● **VRAGEN EN OPDRACHTEN**
**a.** Geef uit het tekstfragment letterlijk alles terug vanaf "Burgemeester en wethouders kunnen ten" tot en met "gehouden met trillingshinder.".
**b.** Geef het aantal regels in de gegevens waarin het woord "points" staat, en verder niets.

● **TEKSTFRAGMENT**
· · · · · · ·

Burgemeester en wethouders kunnen bij een omgevingsvergunning afwijken van het bepaalde in lid 10.3.1 onder b, c, d en f voor:

  1. het hebben van meer dan één arbeidsplaats;

  2. meldingsplichtige activiteiten ingevolge de Wet milieubeheer voor zover die activiteiten blijkens een advies van de Omgevingsdienst Zuid-Holland Zuid geen onevenredige hinder voor de omgeving zullen veroorzaken en vanuit planologisch oogpunt ter plaatse acceptabel kunnen worden geacht;

  3. voor het parkeren op de openbare weg voor zover dat niet leidt tot een onevenredige aantasting van de verkeers- en parkeersituatie ter plaatse;

  4. voor een beperkte verkoop als ondergeschikte activiteit, uitsluitend in verband met het vrije beroep en/of het aan huis verbonden beroep dat in de woonruimten wordt uitgeoefend.

 

Artikel 11 Algemene aanduidingsregels

 

11.1 Milieuzone-trillingshinder spoor

 

11.1.1 Bouwverbod

Binnen de milieuzone-trillingshinder spoor mogen geen woningen worden gebouwd.

 

 

11.1.2 Afwijking

Burgemeester en wethouders kunnen ten behoeve van een bouwplan afwijken van het bepaalde in lid 11.1.1. als uit onderzoek blijkt dat rekening is gehouden met trillingshinder.

 

 

11.1.3 Aanvraagvereiste omgevingsvergunning

Bij de aanvraag van een bouwplan wordt door de aanvrager een onderzoek naar trillinghinder ingediend waarbij aangegeven wordt hoe toepassing is gegeven aan de Handreiking Nieuwbouw en Spoorwegtrillingen van mei 2019. 

 

 

 

11.2 Veiligheidszone - vervoer gevaarlijke stoffen

 

11.2.1 Algemeen

Binnen de aanduiding 'Veiligheidszone - Vervoer gevaarlijke stoffen' is:

  1. de vestiging van functies voor beperkt zelfredzame personen niet toegestaan;

  2. wijziging van gebruik dat aanwezig is op het moment van terinzagelegging van het ontwerp van het bestemmingsplan en/of nieuwbouw is niet toegestaan.

· · · · · · ·

● **OPGEHAALDE GEGEVENS**
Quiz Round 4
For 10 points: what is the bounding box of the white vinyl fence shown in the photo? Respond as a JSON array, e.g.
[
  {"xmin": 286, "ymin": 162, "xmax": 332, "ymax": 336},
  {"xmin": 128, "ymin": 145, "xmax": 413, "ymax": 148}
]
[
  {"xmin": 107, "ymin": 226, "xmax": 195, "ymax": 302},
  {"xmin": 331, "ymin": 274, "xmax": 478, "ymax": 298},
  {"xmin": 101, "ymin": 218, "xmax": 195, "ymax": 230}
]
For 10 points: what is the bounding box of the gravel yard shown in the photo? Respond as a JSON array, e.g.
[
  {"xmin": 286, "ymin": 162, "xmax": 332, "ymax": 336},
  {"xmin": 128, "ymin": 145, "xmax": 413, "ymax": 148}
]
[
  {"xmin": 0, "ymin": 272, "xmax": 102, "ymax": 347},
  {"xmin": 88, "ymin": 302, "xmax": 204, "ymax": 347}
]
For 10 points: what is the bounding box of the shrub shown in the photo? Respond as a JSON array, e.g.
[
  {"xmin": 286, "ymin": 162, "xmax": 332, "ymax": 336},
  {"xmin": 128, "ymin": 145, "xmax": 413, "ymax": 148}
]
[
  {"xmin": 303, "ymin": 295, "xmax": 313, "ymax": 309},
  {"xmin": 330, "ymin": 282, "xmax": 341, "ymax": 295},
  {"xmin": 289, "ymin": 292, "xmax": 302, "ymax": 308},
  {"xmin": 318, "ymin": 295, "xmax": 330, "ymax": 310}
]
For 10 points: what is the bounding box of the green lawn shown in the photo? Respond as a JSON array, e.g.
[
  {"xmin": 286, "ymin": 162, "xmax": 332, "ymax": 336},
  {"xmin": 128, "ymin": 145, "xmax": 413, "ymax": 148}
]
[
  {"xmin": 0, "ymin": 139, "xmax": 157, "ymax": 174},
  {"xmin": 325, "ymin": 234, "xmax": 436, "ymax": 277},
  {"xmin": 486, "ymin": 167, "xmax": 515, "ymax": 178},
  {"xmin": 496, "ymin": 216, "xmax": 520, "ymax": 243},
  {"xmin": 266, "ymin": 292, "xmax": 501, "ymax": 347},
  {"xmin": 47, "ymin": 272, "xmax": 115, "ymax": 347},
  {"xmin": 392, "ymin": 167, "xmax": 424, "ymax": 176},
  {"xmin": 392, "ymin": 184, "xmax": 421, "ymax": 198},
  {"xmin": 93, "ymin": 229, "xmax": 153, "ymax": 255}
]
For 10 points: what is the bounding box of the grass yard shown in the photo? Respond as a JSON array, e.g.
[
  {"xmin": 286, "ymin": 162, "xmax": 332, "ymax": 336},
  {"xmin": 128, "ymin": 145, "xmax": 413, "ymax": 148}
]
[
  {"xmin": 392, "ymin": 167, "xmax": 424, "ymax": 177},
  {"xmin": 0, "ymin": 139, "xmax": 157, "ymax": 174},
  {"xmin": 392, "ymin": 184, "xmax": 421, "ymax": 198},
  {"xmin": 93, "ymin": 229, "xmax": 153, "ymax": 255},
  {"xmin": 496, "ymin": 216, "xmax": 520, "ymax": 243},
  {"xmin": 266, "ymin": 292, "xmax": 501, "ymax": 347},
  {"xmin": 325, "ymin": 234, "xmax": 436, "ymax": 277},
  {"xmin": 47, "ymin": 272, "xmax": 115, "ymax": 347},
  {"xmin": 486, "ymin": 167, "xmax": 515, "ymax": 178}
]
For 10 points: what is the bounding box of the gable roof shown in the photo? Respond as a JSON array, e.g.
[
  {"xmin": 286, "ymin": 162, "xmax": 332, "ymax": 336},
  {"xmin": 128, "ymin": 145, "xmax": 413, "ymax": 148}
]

· · · · · · ·

● **UITWERKINGEN**
**a.**
Burgemeester en wethouders kunnen ten behoeve van een bouwplan afwijken van het bepaalde in lid 11.1.1. als uit onderzoek blijkt dat rekening is gehouden met trillingshinder.

**b.** 6